- _WORK REQUIRED_
Find and copy the lines in the records beneath this task that contain the word "light".

- _INPUT FOR THIS TASK_
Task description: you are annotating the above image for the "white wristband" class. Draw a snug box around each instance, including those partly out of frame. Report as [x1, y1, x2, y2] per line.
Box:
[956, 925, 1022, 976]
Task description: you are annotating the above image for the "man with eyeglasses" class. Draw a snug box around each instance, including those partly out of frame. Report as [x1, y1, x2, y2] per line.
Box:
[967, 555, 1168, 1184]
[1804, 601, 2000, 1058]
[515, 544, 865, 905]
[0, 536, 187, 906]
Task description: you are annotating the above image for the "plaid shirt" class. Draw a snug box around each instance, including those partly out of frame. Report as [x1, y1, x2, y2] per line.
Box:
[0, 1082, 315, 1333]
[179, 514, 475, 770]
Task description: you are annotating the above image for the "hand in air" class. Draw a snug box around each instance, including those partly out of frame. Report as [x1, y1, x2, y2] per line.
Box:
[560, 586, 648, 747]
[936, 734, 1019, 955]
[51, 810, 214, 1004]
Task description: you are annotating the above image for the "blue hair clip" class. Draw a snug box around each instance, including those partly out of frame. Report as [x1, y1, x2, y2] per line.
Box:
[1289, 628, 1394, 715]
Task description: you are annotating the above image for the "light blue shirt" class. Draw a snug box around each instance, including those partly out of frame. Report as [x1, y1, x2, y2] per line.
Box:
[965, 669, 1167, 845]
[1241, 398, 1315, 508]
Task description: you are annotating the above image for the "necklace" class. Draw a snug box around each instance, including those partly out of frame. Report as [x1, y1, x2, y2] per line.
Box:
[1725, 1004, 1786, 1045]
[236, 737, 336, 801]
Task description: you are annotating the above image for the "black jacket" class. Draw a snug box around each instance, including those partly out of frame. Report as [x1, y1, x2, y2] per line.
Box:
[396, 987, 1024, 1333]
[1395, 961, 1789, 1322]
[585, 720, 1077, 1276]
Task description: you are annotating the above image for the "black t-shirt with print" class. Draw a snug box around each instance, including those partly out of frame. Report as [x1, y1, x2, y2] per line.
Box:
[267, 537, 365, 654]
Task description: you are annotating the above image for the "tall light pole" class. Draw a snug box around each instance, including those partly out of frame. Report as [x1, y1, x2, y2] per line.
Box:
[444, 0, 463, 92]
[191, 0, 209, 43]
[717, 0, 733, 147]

- _ANSWER SPACE_
Task description: you are annotating the above image for the "light blue shirt" class. Draw a snug box around each instance, including those partly out of frame. Report as [x1, y1, x2, y2] per line.
Task description: you are annotating the above image for the "tall light pole" class. Draw a snug box around each instance, including those partly out of frame. Report as [x1, y1, x2, y2] per line.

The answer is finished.